==== Bloco de texto ====
Título: Quadrilha de magistrados
Autor:
Fonte: O Estado de São Paulo, 13/12/2008, Notas & Informações, p. A3

Se se tratasse de uma comédia o público acharia forçada, inverossímil: o presidente de um Tribunal de Justiça (TJ) - portanto, a mais alta autoridade do Poder Judiciário de um Estado - está para comparecer, à tarde, a uma solenidade em que receberia da associação estadual do Ministério Público medalha por serviços prestados no combate à corrupção. Mas o magistrado não pode comparecer à cerimônia por impedimento incontornável. Naquela manhã ele havia sido preso... por corrupção. Mas essa não é uma cena de chanchada. É a triste realidade moral da Justiça do Estado do Espírito Santo, algo que parece ultrapassar todas as medidas de destruição de valores éticos e públicos.

A Polícia Federal (PF) desarticulou no Espírito Santo, com sua Operação Naufrágio - desta vez nome bem apropriado -, o que considera uma quadrilha comandada por magistrados, acusada de venda de sentenças e crimes contra a administração pública. Na operação foram presas oito pessoas, entre as quais o presidente do TJ, desembargador Frederico Guilherme Pimentel, e a diretora encarregada de distribuir os processos, Débora Pignaton Sarcinelli, além de outros dois desembargadores, um juiz, dois advogados e um membro do Ministério Público.

Na terça-feira a PF cumpriu mandados de busca e apreensão em 24 endereços na capital capixaba. As prisões haviam sido determinadas pelo Superior Tribunal de Justiça (STJ), que desde abril investiga denúncias sobre o esquema de venda de sentenças. Essas ações foram o desdobramento da Operação Titanic, pela qual a PF desmontara um esquema de comércio ilegal de veículos importados, que envolvia Ivo Cassol Junior, filho do governador de Rondônia, Ivo Cassol. A PF teve que requisitar ao Banco do Brasil uma máquina de contagem de dinheiro (já que as cédulas eram de baixo valor) para fazer a totalização das notas encontradas na casa de um dos presos, o desembargador Elpídio José Duque. Lembre-se que Duque fora o responsável pela prisão do ex-presidente da Assembléia Legislativa do Espírito Santo José Carlos Gratz - o que ilustra a incrível ¿circularidade¿ da corrupção capixaba.
====
### Instruções
**a)** De acordo com o editorial sobre a quadrilha de magistrados do Espírito Santo, para que a Polícia Federal requisitou ao Banco do Brasil uma máquina de contagem de dinheiro?
**b)** Dê continuidade ao editorial sobre a quadrilha de magistrados do Espírito Santo, começando logo após a última frase apresentada.
==== Trechos de dados ====
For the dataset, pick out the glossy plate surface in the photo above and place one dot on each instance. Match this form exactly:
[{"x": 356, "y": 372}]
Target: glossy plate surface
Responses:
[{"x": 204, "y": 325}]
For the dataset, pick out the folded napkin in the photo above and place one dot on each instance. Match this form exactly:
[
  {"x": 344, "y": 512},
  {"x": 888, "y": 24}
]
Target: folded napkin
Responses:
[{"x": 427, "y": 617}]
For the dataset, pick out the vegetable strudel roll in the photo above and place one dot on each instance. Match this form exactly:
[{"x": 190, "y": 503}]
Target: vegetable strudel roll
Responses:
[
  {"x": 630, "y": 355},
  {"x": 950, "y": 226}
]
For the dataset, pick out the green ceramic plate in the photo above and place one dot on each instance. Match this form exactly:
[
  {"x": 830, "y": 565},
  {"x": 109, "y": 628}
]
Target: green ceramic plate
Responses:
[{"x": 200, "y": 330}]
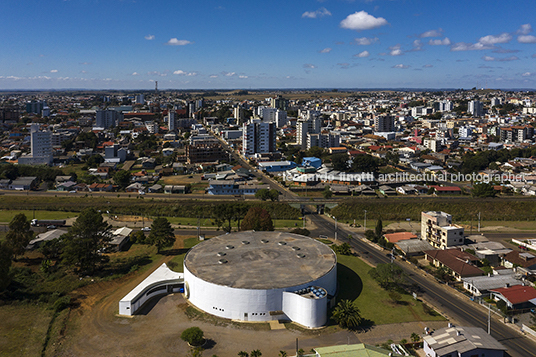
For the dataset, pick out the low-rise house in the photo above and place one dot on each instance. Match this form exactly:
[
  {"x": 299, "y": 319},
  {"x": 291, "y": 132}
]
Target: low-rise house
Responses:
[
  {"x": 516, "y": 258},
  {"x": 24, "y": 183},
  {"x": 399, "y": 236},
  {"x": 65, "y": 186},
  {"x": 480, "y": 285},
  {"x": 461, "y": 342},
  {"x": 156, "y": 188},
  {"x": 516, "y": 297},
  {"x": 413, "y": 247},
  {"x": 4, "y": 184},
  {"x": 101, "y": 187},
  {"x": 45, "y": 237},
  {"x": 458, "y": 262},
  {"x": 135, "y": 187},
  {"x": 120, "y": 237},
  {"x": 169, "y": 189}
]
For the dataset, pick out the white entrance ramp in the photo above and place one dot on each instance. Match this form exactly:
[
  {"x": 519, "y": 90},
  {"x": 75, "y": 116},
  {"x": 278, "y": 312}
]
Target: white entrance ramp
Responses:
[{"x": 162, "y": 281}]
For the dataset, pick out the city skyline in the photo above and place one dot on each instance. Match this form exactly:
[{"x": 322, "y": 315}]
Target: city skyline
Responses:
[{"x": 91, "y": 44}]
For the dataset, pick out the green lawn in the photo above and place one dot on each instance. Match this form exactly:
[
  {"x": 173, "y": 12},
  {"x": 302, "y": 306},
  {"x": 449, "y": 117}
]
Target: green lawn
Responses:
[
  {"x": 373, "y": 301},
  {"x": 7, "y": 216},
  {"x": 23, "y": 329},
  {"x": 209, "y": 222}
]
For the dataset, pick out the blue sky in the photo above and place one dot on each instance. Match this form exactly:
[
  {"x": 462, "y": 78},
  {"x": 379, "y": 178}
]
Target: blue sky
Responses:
====
### Respostas por tarefa
**a)** Para totalizar as notas encontradas na casa do desembargador Elpídio José Duque, já que as cédulas eram de baixo valor.

**b)**
Aliás, ainda não se sabe qual o fenômeno que tem transformado a corrupção numa verdadeira doença crônica do Estado do Espírito Santo na presente década. Em 2001 fitas gravadas por um empresário e entregues ao Ministério Público revelaram esquema de cobrança de ¿pedágios¿, dentro do governo do Estado, para liberar financiamentos e sustar cobrança de impostos. O caso obrigou o então governador José Ignácio Ferreira a demitir cinco secretários, inclusive a própria mulher, e o procurador-geral do Estado. Em 2003 o então presidente da Assembléia Legislativa, José Carlos Gratz, foi preso sob acusação de participar de esquema de distribuição de propina para os deputados e de desviar dinheiro do banco estadual. Libertado por habeas-corpus, ele voltaria a ser preso em 2004 e 2005, acusado de ser o principal chefe do crime organizado no Estado. Conseguiu habeas-corpus para permanecer livre.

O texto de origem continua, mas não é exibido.